__Task goal__. The required output is the line that contains "of the front" through the last line of the data, retyped verbatim and with nothing added.
<<<<
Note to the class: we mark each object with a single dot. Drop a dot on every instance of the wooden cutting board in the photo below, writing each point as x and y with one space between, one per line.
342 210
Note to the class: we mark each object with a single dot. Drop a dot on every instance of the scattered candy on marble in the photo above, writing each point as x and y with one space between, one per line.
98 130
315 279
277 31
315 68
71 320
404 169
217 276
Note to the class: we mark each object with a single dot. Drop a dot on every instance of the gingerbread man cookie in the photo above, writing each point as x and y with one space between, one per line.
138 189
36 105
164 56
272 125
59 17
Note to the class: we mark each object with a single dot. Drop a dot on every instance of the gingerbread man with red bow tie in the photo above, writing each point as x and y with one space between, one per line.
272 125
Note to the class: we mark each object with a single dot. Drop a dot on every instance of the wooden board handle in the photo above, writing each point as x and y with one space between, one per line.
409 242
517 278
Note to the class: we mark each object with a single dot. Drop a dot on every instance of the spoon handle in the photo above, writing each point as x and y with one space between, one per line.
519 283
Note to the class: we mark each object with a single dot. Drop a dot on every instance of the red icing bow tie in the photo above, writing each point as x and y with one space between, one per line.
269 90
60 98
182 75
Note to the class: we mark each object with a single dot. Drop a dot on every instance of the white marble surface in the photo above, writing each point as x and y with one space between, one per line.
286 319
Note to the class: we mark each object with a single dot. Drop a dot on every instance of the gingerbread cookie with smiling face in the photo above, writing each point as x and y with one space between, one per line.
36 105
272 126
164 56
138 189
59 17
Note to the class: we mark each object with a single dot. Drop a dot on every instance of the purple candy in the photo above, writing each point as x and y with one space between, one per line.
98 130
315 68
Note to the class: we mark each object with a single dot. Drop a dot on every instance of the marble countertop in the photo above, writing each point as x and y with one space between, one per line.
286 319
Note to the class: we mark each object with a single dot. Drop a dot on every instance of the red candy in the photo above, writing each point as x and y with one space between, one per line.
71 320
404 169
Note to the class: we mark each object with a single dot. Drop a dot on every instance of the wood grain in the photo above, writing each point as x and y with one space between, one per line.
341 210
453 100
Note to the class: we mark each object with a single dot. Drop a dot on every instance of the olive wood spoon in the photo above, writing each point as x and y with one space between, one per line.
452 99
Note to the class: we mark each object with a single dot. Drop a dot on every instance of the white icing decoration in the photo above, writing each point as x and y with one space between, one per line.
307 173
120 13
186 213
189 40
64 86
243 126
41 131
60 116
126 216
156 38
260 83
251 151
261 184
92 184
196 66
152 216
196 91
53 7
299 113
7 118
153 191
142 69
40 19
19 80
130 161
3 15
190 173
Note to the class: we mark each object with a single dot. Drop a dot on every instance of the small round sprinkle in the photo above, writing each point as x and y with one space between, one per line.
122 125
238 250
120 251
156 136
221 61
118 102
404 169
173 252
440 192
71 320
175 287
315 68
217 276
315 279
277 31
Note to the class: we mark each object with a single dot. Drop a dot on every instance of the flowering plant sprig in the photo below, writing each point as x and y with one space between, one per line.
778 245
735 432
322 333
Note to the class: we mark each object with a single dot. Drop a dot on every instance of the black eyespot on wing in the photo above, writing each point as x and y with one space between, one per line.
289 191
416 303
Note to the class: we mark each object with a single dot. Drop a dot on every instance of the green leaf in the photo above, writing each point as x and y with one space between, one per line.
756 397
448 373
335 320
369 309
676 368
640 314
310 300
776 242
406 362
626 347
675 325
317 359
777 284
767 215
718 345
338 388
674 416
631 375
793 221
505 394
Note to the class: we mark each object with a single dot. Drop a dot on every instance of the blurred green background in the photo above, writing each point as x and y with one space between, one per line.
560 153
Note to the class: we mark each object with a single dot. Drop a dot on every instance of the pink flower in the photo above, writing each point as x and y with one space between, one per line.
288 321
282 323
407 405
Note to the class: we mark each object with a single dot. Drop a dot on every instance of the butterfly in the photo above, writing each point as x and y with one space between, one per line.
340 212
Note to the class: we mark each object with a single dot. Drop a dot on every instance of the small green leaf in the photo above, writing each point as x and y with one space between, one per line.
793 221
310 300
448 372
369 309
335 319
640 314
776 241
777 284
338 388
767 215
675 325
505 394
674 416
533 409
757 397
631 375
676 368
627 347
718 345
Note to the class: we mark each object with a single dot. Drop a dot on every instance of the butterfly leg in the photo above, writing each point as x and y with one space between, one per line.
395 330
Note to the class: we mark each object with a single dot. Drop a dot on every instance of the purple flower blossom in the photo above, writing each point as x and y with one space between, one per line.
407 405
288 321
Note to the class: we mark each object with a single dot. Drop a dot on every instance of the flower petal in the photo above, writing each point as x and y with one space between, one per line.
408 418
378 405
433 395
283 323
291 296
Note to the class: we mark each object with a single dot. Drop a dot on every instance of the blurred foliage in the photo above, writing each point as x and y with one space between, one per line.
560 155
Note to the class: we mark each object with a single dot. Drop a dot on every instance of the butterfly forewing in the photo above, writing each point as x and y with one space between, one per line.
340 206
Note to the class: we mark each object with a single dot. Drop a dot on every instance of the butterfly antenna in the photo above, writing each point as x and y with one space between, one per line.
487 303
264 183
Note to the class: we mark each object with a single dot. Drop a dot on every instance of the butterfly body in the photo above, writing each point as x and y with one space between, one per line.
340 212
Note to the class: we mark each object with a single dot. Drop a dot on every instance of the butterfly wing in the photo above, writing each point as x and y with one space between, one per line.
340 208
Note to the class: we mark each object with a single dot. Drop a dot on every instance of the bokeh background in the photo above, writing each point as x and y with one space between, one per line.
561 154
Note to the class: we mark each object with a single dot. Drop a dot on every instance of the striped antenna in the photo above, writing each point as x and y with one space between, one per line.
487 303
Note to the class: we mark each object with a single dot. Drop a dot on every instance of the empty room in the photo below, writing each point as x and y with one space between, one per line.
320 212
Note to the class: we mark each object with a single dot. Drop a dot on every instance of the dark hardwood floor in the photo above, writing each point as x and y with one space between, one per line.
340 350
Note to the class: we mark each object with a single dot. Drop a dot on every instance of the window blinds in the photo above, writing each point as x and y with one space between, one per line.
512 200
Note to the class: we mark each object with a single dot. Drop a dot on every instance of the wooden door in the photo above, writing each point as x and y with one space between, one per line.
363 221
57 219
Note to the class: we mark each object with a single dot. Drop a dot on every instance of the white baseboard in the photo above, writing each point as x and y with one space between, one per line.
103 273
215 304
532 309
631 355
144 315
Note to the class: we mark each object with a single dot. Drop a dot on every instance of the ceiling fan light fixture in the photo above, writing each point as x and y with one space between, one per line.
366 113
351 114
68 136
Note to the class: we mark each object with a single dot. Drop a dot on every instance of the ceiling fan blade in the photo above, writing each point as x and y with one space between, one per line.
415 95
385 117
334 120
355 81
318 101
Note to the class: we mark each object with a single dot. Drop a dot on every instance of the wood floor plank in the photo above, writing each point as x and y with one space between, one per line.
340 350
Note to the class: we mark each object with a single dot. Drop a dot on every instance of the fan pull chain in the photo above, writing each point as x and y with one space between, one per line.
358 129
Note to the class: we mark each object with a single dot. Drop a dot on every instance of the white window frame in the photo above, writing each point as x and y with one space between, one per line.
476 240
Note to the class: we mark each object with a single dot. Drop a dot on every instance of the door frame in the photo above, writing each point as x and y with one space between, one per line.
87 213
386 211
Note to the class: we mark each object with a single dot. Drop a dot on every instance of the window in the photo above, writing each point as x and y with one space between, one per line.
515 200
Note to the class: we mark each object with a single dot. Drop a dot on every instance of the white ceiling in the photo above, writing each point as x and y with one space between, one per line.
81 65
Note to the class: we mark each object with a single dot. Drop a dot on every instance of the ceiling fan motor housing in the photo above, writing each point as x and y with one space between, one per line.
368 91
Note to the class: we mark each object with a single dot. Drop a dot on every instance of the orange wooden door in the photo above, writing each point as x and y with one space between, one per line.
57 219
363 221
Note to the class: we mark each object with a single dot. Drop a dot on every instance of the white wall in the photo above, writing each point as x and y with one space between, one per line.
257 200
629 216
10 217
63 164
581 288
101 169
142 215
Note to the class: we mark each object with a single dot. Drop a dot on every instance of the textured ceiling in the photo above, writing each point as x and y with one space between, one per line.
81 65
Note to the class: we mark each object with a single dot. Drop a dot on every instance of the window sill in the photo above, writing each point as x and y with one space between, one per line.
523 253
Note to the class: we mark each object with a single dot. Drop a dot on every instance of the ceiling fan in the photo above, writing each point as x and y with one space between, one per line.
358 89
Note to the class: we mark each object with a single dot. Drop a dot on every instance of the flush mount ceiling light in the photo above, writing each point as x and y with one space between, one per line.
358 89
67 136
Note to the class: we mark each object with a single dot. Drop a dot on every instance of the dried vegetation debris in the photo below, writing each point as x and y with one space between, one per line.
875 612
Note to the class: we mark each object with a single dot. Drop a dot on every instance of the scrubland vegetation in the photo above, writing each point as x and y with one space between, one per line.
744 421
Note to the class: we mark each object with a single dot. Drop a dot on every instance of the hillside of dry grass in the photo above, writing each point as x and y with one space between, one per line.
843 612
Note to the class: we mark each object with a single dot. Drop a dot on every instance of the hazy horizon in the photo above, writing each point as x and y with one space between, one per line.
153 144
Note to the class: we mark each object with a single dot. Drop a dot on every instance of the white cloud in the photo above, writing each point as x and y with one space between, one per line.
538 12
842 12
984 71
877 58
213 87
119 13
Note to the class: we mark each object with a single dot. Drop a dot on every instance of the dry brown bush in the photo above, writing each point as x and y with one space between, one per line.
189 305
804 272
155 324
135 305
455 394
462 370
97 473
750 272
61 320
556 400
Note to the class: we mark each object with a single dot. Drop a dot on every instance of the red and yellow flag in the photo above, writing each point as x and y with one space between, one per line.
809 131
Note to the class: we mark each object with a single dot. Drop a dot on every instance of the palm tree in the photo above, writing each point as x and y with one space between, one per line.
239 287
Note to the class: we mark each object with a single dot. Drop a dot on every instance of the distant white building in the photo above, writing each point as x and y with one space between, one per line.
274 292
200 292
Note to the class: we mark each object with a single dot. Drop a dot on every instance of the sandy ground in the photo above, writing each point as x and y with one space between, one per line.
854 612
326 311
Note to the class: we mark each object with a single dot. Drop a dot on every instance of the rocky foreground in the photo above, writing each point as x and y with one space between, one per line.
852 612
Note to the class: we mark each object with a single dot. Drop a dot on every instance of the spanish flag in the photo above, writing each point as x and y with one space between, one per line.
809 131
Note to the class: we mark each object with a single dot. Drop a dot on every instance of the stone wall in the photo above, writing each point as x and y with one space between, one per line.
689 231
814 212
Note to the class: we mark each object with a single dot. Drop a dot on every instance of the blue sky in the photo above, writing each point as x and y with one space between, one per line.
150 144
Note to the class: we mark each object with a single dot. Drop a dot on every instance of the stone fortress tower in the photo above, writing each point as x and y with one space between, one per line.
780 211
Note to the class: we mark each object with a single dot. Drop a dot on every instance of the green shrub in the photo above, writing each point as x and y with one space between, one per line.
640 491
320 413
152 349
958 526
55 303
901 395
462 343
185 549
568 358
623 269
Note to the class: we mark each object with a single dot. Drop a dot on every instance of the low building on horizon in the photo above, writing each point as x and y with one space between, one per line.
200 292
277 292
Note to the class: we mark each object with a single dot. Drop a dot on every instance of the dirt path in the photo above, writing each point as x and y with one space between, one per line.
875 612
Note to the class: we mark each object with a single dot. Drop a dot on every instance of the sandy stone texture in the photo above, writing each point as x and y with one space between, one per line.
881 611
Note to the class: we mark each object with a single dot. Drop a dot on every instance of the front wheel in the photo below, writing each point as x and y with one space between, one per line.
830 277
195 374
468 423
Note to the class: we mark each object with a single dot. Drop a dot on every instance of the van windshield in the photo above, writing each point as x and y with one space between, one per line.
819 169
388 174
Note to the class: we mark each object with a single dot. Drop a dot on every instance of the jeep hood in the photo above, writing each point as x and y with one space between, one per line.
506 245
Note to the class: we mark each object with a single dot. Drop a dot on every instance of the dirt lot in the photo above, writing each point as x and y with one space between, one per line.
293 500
>>>>
__Written answer__.
Note to the class: we mark each object with a single dot. Drop a dot on every instance of the front wheel in the photo below, writing each point as x and y with one space between, one per line.
830 277
195 374
468 423
Note to the class: we mark each object with a single dot. Drop a dot on every instance of the van windshield in the photo above, writing each point as x and y with one space between, one per line.
819 169
388 174
Note to the class: we mark each object with a single dot. Drop a dot on every instance of the jeep hood in the photo above, writing each point as x and y with one space between, one per line.
506 245
Note to the class: we mark each object with a single dot. Drop a dot on every instance of the dirt lot in the photo above, writing each point as x and y with one space between, one per line.
293 500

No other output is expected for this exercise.